Point localization data
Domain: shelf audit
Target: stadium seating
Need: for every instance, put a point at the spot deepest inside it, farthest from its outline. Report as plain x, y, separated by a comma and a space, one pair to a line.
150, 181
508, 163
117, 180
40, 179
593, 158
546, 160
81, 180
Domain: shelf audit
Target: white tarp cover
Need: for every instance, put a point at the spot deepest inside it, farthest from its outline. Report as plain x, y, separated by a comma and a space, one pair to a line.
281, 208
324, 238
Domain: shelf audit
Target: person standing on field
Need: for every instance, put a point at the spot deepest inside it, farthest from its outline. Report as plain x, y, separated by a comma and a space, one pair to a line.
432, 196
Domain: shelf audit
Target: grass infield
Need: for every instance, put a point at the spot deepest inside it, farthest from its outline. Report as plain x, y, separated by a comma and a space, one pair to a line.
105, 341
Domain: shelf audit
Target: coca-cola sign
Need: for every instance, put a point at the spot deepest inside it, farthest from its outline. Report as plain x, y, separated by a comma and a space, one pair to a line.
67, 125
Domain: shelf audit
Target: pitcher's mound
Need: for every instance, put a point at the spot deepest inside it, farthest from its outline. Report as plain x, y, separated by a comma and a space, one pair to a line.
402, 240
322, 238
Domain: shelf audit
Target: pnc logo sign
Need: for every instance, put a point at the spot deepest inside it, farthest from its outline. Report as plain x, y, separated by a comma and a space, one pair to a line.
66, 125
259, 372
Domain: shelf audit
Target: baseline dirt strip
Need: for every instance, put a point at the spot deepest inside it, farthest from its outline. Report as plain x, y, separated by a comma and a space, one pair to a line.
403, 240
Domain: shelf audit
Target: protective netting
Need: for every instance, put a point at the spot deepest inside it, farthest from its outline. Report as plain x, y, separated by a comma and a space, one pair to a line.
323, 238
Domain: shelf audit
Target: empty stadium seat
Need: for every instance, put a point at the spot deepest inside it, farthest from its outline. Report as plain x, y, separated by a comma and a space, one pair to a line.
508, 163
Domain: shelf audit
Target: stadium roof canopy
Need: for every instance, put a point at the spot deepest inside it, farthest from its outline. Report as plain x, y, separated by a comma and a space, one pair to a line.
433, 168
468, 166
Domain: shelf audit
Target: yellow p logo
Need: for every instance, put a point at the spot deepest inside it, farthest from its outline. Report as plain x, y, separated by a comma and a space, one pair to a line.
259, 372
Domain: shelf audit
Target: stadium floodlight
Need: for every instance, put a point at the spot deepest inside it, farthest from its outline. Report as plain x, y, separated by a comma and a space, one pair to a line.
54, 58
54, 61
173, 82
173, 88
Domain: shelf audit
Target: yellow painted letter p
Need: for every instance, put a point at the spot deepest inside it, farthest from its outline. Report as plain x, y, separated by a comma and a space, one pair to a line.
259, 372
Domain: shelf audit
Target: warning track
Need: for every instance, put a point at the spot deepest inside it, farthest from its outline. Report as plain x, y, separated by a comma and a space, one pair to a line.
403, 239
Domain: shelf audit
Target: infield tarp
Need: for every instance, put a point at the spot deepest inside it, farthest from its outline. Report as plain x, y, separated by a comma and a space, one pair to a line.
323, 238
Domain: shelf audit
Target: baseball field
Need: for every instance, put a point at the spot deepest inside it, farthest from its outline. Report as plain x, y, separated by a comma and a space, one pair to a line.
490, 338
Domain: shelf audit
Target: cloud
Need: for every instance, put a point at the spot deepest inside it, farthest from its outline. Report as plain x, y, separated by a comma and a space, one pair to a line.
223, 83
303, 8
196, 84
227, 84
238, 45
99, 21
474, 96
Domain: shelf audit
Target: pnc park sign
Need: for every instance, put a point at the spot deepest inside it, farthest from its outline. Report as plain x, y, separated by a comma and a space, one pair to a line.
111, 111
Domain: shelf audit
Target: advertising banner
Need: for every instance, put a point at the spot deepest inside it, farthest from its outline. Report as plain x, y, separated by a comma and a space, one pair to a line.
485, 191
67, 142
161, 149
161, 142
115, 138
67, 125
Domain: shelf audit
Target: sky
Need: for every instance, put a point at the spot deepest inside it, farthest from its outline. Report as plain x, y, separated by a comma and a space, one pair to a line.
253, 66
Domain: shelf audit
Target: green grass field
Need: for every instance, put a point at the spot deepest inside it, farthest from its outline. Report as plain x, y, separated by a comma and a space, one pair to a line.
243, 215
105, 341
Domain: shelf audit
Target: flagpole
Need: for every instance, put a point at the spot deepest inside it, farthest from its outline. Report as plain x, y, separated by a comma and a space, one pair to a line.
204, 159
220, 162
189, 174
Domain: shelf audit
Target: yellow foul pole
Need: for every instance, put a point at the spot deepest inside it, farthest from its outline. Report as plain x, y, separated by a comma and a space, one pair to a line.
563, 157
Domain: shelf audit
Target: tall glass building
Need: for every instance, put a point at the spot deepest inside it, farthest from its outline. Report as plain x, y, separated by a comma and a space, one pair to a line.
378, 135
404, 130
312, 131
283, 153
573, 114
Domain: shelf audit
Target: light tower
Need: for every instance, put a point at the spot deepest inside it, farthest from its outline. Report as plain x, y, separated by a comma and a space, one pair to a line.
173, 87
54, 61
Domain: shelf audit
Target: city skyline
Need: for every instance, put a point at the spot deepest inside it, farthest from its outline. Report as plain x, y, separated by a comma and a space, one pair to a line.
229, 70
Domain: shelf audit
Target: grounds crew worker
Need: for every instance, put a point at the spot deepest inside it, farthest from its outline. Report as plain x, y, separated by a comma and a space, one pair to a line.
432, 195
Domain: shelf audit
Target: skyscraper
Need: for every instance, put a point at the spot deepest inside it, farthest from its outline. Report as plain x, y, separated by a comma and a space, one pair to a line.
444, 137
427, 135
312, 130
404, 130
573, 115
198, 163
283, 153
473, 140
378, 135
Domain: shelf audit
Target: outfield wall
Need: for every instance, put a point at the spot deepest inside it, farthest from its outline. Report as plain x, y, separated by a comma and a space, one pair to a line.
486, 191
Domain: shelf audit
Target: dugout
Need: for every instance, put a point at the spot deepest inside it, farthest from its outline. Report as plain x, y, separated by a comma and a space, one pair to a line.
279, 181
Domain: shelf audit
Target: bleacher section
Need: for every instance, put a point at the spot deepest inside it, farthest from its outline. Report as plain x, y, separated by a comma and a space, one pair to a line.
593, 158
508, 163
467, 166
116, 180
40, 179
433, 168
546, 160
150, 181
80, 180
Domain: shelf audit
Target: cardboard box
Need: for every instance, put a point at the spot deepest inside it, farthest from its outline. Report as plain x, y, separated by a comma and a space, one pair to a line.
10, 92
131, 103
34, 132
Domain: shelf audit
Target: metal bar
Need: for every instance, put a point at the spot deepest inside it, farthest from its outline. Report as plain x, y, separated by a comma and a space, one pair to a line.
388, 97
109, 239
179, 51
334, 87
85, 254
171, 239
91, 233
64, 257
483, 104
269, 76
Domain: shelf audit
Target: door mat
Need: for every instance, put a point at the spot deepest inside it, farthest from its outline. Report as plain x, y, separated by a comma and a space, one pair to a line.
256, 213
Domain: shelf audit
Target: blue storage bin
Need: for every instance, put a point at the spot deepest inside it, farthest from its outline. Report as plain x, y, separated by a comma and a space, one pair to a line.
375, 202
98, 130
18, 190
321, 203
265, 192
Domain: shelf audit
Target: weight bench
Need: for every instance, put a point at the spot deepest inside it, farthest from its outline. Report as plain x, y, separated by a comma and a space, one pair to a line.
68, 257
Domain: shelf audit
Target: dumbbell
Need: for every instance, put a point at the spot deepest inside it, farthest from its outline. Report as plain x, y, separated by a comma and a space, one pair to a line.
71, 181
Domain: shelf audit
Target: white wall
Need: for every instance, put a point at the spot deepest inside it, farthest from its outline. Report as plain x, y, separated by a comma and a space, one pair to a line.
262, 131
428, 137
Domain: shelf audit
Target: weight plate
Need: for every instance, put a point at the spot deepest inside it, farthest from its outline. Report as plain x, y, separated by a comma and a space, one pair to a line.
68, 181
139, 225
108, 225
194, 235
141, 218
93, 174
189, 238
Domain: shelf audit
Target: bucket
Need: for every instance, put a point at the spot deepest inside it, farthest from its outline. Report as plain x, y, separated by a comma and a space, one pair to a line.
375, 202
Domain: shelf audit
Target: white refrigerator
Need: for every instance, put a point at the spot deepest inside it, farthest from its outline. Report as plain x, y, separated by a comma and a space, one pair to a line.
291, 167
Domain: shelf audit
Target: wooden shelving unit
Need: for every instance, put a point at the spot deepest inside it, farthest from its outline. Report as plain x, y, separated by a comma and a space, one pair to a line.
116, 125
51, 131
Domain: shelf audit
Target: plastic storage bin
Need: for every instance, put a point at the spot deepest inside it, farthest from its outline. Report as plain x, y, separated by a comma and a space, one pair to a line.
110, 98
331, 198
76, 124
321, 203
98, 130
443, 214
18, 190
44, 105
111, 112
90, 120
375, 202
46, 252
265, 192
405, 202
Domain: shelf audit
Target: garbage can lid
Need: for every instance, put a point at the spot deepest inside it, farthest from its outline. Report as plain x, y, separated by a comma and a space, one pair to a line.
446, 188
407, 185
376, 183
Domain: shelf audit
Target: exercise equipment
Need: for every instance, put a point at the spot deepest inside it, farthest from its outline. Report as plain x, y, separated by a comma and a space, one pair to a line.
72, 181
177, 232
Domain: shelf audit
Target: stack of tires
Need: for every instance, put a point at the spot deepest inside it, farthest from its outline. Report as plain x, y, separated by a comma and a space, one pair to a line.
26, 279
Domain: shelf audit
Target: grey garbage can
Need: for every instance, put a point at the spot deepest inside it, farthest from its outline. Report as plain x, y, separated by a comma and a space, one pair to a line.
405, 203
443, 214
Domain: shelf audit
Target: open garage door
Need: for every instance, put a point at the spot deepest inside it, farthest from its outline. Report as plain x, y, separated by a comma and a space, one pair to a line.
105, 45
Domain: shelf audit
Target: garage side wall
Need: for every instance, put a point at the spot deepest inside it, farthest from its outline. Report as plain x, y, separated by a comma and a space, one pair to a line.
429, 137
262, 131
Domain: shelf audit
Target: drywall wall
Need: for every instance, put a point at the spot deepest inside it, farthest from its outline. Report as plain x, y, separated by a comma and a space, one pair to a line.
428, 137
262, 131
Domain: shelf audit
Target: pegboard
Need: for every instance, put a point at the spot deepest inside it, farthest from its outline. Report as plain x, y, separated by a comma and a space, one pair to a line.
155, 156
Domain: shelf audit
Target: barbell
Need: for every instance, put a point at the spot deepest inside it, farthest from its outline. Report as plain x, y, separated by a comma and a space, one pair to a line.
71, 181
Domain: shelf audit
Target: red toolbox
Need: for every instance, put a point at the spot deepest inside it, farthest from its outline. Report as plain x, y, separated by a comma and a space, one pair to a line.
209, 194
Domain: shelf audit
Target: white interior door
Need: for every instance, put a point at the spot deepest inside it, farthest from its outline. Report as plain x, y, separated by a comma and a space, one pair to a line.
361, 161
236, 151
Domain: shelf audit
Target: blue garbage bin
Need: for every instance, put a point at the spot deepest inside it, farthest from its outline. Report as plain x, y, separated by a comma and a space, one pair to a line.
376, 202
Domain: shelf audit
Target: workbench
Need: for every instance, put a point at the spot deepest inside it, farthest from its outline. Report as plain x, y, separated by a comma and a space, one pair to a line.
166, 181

• [REQUIRED WORK]:
Every line above from the line with "Target: garbage can lid" to the line with "Target: open garage door", both included, must be reproduced exactly, and no other line may appear.

• [ANSWER FOR THIS EXERCISE]:
Target: garbage can lid
Need: for every instance, put a point at the spot deepest inside it, farthest from its outline. Report as plain x, y, separated by a comma and a space, one pair to a line.
446, 188
407, 185
376, 183
Domain: shelf audit
Target: exercise equipment
Need: for every instance, put a point at the spot deepest inside it, farthest from its outline. Report as plain x, y, separated by a comma and a space, one pair to a line.
72, 181
177, 232
Domain: shelf audit
Target: stack of tires
Need: for every instance, put a point at the spot deepest inside it, farthest from its outline. Report as plain x, y, separated by a comma and a space, one pair to a line.
26, 279
Domain: shelf audit
Target: grey garbage can
Need: for every instance, put a point at the spot deepest inside it, farthest from its outline. Report as plain x, y, separated by a comma and a space, one pair to a line.
405, 203
443, 214
Domain: shelf audit
Target: open garage door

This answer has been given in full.